**What the task asks**: Please print each record exactly, omitting none of them.

____ Records to use

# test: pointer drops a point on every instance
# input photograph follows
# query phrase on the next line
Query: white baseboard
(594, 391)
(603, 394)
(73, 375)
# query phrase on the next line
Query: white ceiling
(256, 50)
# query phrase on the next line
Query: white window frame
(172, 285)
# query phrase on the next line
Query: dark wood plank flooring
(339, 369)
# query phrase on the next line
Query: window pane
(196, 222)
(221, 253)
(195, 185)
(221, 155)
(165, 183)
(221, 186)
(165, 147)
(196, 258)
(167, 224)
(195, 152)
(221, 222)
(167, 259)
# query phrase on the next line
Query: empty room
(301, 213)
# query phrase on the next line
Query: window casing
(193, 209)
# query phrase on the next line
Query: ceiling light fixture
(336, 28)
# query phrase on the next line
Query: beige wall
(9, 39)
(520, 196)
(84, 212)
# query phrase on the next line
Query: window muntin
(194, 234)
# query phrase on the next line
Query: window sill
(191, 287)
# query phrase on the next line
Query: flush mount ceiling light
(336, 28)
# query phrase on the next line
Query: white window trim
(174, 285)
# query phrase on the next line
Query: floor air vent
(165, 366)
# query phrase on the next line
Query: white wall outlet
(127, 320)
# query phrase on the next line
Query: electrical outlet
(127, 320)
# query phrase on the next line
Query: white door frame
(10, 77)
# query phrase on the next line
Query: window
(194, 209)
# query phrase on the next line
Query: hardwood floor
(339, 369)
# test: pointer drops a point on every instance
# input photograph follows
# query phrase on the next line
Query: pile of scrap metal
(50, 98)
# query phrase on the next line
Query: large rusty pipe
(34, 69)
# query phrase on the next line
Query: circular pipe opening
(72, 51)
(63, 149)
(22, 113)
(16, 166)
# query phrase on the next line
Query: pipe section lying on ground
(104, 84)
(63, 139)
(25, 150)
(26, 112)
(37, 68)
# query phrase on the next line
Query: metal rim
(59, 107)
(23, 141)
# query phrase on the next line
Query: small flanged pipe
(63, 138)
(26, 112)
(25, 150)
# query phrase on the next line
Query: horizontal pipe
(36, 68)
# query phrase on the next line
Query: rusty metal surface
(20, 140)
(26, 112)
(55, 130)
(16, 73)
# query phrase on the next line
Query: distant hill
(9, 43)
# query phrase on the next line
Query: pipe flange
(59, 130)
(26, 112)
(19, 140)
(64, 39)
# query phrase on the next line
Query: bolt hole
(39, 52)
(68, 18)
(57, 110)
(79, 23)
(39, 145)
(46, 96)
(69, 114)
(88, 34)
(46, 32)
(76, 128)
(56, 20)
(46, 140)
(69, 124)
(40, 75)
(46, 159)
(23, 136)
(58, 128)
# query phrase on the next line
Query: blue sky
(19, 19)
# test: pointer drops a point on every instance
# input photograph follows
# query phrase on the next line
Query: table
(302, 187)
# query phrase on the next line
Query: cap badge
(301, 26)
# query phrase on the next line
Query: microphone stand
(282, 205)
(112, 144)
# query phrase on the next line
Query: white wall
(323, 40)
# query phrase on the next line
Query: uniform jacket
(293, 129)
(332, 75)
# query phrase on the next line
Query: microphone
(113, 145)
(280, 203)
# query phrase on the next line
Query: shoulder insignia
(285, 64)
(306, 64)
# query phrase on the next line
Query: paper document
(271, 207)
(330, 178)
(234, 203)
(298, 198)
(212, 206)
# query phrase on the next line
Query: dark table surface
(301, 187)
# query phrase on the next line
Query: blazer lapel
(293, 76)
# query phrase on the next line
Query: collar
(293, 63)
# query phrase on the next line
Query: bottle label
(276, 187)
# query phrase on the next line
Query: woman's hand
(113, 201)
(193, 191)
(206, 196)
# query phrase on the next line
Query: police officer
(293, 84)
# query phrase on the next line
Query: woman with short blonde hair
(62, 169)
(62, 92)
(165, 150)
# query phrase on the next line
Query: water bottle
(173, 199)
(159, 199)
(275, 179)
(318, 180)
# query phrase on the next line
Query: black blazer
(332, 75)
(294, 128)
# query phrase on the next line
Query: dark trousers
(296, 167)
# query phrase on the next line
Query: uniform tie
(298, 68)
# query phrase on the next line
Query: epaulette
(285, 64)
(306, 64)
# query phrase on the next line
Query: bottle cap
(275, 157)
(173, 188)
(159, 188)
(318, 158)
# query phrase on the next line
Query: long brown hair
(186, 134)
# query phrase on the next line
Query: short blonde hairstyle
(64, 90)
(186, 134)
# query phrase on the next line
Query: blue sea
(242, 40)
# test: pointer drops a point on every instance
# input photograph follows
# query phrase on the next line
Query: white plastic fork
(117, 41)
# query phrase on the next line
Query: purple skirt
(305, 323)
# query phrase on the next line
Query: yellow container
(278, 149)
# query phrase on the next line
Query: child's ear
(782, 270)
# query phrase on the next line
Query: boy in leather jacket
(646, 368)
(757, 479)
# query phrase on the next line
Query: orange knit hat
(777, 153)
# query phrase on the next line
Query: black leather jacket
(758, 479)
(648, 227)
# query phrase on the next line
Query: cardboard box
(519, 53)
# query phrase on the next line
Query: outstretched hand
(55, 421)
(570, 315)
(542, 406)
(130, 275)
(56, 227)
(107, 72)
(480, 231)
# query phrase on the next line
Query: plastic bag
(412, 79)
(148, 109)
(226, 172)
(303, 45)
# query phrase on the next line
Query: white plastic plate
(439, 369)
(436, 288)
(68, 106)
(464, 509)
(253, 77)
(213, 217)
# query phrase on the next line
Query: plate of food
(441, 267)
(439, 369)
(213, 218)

________

**The completed task**:
# test: pointer drops a point on every instance
# input photograph follows
# query phrase on the next line
Query: white baseboard
(594, 391)
(603, 394)
(73, 375)
# query phrase on the next line
Query: white ceiling
(256, 50)
# query phrase on the next line
Query: white window frame
(172, 285)
# query phrase on the next line
Query: dark wood plank flooring
(339, 369)
# query phrase on the next line
Query: window pane
(196, 222)
(221, 253)
(195, 185)
(221, 155)
(165, 183)
(221, 186)
(165, 147)
(196, 258)
(167, 224)
(195, 152)
(221, 222)
(167, 259)
# query phrase on the next line
Query: empty room
(301, 213)
# query phrase on the next line
Query: window casing
(193, 209)
# query phrase on the next line
Query: ceiling light fixture
(336, 28)
# query phrase on the next line
Query: beige wall
(9, 39)
(520, 196)
(84, 212)
# query phrase on the next line
Query: window muntin
(194, 234)
# query phrase on the next line
Query: window sill
(191, 287)
# query phrase on the next line
Query: flush mount ceiling light
(336, 28)
# query phrase on the next line
Query: white window trim
(174, 285)
# query phrase on the next line
Query: floor air vent
(165, 366)
# query phrase on the next line
Query: white wall outlet
(127, 320)
# query phrase on the next line
Query: electrical outlet
(127, 320)
# query phrase on the next line
Query: white door frame
(10, 77)
# query phrase on the next line
Query: window
(194, 209)
# query phrase on the next line
Query: hardwood floor
(339, 369)
# test: pointer drops a point on every instance
# input photograph follows
# query phrase on the next line
Query: pile of scrap metal
(50, 98)
# query phrase on the next line
Query: large rusty pipe
(34, 69)
# query phrase on the next line
Query: circular pipe opening
(72, 51)
(63, 149)
(22, 113)
(16, 166)
# query phrase on the next line
Query: pipe section lying on ground
(104, 84)
(63, 139)
(25, 150)
(26, 112)
(37, 68)
# query phrase on the next line
Query: metal rim
(59, 107)
(23, 141)
# query phrase on the next line
Query: small flanged pipe
(63, 138)
(26, 112)
(25, 150)
# query phrase on the next line
Query: horizontal pipe
(36, 68)
# query phrase on the next line
Query: rusty metal surface
(20, 140)
(26, 112)
(55, 130)
(16, 73)
# query phrase on the next line
Query: distant hill
(9, 43)
# query phrase on the next line
Query: pipe flange
(59, 130)
(26, 112)
(19, 140)
(64, 39)
# query phrase on the next line
Query: bolt hole
(39, 52)
(68, 18)
(57, 110)
(79, 23)
(39, 145)
(46, 96)
(69, 114)
(88, 34)
(46, 32)
(76, 128)
(56, 20)
(46, 140)
(69, 124)
(40, 75)
(46, 159)
(23, 136)
(58, 128)
# query phrase on the next line
Query: blue sky
(19, 19)
# test: pointer drops a point on every instance
# input photograph follows
# query phrase on the next line
Query: table
(302, 187)
# query phrase on the next line
Query: cap badge
(301, 26)
# query phrase on the next line
Query: microphone stand
(282, 205)
(112, 144)
# query phrase on the next line
Query: white wall
(323, 40)
# query phrase on the next line
Query: uniform jacket
(293, 129)
(332, 75)
# query phrase on the next line
Query: microphone
(113, 145)
(280, 203)
# query phrase on the next line
Query: shoulder insignia
(285, 64)
(306, 64)
# query phrase on the next line
Query: paper document
(271, 207)
(330, 178)
(234, 203)
(298, 198)
(212, 206)
# query phrase on the next line
Query: dark table surface
(301, 187)
# query phrase on the next line
Query: blazer lapel
(293, 76)
# query phrase on the next line
Query: collar
(293, 63)
# query phrase on the next line
Query: bottle label
(276, 187)
# query phrase on the next line
Query: woman's hand
(113, 201)
(193, 191)
(206, 196)
# query phrase on the next line
Query: police officer
(293, 84)
# query phrase on the next line
Query: woman with short blonde hair
(62, 169)
(62, 92)
(165, 150)
# query phrase on the next line
Query: water bottle
(173, 199)
(159, 199)
(275, 179)
(318, 180)
# query phrase on the next line
Query: black blazer
(332, 75)
(294, 128)
# query phrase on the next line
Query: dark trousers
(296, 167)
# query phrase on the next line
Query: uniform tie
(298, 68)
# query phrase on the next line
Query: epaulette
(285, 64)
(306, 64)
# query phrase on the next line
Query: bottle cap
(275, 157)
(173, 188)
(159, 188)
(318, 158)
# query phrase on the next line
Query: long brown hair
(186, 134)
# query phrase on the next line
Query: short blonde hairstyle
(64, 90)
(186, 134)
# query phrase on the next line
Query: blue sea
(242, 40)
# test: pointer drops a point on every instance
# input photograph follows
# query phrase on the next line
Query: white plastic fork
(117, 41)
# query phrase on the next line
Query: purple skirt
(305, 323)
# query phrase on the next line
Query: yellow container
(278, 149)
# query phrase on the next line
Query: child's ear
(782, 270)
# query phrase on the next line
Query: boy in leather jacket
(646, 368)
(757, 479)
# query phrase on the next line
Query: orange knit hat
(777, 153)
# query phrase on the next line
Query: black leather jacket
(758, 479)
(648, 227)
# query phrase on the next line
Query: cardboard box
(519, 53)
# query phrase on the next line
Query: outstretched hand
(55, 421)
(570, 315)
(542, 406)
(130, 275)
(56, 227)
(107, 72)
(480, 231)
# query phrase on the next line
Query: plastic bag
(412, 79)
(148, 109)
(226, 172)
(303, 45)
# query phrase on the next line
Query: white plastic plate
(439, 369)
(436, 288)
(68, 106)
(464, 509)
(253, 77)
(213, 217)
# query phrase on the next line
Query: plate of food
(441, 267)
(439, 369)
(213, 218)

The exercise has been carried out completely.